> [Material]:
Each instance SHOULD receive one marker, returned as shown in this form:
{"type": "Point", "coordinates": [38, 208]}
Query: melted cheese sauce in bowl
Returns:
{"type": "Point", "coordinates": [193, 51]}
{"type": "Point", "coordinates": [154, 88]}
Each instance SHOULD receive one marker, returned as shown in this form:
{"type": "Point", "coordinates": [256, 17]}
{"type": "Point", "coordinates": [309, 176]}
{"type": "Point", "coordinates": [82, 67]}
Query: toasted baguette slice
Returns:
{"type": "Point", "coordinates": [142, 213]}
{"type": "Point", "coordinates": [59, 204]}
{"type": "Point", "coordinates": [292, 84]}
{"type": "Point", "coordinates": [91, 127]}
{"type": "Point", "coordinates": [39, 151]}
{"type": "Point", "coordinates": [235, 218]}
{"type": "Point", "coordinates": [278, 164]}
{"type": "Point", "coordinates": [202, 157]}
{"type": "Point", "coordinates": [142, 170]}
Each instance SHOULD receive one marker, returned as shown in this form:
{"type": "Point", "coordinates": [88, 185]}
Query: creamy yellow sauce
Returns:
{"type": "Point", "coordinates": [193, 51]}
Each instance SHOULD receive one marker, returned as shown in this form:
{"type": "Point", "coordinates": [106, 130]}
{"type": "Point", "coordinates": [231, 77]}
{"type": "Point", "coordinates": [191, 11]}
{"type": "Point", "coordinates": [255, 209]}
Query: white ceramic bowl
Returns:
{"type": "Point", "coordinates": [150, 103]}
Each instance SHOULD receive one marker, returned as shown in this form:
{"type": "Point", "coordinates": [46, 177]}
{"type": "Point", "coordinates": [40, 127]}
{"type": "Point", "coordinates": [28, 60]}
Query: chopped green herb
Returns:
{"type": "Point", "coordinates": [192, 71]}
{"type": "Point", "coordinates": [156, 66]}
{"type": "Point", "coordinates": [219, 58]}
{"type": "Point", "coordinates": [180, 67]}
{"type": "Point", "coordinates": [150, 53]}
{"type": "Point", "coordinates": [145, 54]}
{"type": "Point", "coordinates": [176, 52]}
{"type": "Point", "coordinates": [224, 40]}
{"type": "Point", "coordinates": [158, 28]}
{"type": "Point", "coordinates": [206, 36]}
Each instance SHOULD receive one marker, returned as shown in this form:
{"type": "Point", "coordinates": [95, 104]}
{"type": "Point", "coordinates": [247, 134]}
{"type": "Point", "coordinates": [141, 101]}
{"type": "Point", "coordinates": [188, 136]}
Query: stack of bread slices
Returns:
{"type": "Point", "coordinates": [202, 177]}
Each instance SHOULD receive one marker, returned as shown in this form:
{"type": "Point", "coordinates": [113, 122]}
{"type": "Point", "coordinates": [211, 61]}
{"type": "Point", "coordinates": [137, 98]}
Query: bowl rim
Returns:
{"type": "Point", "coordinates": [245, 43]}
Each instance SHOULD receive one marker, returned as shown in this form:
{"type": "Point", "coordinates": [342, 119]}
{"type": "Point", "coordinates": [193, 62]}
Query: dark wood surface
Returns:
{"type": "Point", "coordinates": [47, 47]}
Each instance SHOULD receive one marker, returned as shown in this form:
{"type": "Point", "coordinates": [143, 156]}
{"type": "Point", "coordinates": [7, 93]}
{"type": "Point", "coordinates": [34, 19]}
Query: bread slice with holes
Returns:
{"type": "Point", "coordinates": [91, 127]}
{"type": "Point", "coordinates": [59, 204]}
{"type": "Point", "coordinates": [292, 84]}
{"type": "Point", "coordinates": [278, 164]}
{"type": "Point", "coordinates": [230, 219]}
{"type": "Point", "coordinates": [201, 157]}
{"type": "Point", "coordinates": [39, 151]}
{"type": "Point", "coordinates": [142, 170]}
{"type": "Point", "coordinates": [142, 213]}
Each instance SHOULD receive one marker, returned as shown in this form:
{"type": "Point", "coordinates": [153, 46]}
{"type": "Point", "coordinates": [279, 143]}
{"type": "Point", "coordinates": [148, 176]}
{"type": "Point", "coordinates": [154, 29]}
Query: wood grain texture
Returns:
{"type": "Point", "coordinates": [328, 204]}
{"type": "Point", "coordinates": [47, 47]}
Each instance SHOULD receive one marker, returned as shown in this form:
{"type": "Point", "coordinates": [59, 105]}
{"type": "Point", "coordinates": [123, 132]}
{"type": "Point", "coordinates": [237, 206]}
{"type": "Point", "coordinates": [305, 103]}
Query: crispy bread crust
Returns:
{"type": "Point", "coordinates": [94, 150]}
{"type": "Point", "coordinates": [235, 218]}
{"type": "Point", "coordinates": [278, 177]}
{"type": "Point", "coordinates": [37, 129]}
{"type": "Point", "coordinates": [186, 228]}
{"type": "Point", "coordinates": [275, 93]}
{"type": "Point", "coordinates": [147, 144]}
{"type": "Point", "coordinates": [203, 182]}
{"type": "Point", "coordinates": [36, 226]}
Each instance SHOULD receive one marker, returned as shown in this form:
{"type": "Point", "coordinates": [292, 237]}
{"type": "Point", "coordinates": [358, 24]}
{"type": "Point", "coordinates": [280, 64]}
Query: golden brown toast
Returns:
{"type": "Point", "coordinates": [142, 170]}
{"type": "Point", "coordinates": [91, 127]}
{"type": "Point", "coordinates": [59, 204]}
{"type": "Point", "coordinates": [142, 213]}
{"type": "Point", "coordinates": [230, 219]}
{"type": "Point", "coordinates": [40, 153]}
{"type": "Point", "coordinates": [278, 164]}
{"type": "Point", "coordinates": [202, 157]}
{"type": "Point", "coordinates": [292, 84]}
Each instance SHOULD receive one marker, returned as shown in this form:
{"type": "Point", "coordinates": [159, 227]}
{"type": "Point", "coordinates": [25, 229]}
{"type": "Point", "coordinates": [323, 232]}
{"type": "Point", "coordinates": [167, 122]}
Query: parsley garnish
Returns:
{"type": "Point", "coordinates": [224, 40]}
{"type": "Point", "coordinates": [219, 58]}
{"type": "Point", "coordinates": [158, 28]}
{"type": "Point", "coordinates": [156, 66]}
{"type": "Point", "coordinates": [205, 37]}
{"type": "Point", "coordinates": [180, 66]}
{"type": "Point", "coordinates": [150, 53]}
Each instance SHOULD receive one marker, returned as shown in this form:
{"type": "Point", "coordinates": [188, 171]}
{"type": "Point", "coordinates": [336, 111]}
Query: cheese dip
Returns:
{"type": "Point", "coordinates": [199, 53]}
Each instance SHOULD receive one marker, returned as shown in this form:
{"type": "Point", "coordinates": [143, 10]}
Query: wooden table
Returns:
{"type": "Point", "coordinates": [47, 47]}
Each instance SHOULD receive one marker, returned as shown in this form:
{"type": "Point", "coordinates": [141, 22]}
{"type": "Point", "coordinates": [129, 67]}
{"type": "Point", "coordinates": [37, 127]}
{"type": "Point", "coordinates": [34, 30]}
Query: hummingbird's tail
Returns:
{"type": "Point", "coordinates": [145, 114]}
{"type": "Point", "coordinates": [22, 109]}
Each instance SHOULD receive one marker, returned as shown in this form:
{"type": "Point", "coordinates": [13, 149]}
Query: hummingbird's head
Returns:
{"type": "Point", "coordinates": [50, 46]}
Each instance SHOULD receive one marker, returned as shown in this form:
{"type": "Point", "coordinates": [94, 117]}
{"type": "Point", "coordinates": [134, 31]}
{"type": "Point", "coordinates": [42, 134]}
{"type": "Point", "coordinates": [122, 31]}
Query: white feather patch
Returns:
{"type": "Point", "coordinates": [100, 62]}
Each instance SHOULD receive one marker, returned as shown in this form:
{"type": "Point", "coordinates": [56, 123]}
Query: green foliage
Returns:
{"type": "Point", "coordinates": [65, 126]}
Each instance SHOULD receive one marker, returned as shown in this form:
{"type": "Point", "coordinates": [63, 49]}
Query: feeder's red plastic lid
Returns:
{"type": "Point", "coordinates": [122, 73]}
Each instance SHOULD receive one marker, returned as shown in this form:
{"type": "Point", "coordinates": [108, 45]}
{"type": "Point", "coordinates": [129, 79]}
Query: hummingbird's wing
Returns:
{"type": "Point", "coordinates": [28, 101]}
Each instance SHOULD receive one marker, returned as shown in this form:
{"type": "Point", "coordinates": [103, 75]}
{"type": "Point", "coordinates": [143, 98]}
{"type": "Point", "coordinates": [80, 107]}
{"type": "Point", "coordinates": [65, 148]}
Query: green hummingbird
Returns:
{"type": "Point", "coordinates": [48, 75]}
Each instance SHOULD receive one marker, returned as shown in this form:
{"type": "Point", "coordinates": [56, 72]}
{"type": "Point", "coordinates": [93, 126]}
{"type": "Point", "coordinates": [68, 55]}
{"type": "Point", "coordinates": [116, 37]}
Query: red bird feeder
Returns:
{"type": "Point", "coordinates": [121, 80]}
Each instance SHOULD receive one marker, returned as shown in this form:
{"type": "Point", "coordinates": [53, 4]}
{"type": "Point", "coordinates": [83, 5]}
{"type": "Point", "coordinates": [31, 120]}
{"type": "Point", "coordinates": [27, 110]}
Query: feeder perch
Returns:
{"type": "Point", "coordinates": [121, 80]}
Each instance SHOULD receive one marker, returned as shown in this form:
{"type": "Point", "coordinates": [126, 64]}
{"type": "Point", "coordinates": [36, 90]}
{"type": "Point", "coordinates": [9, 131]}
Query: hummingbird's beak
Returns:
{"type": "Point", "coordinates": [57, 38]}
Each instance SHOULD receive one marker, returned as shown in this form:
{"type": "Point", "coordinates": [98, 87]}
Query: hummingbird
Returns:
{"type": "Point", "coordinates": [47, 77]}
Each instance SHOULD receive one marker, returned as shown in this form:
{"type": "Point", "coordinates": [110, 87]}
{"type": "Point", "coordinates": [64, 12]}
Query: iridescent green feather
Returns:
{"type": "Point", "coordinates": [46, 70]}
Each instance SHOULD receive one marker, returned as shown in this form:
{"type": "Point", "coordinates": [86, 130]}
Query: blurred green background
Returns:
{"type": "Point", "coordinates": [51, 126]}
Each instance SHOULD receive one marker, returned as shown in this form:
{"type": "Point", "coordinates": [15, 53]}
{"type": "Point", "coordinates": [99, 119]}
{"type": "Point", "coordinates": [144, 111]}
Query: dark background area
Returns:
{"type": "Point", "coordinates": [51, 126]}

> [Set exercise]: Collect every line of the records that contains the string "hummingbird".

> [Task solution]:
Query: hummingbird's tail
Query: hummingbird's head
Query: hummingbird's wing
Query: green hummingbird
Query: hummingbird's beak
Query: hummingbird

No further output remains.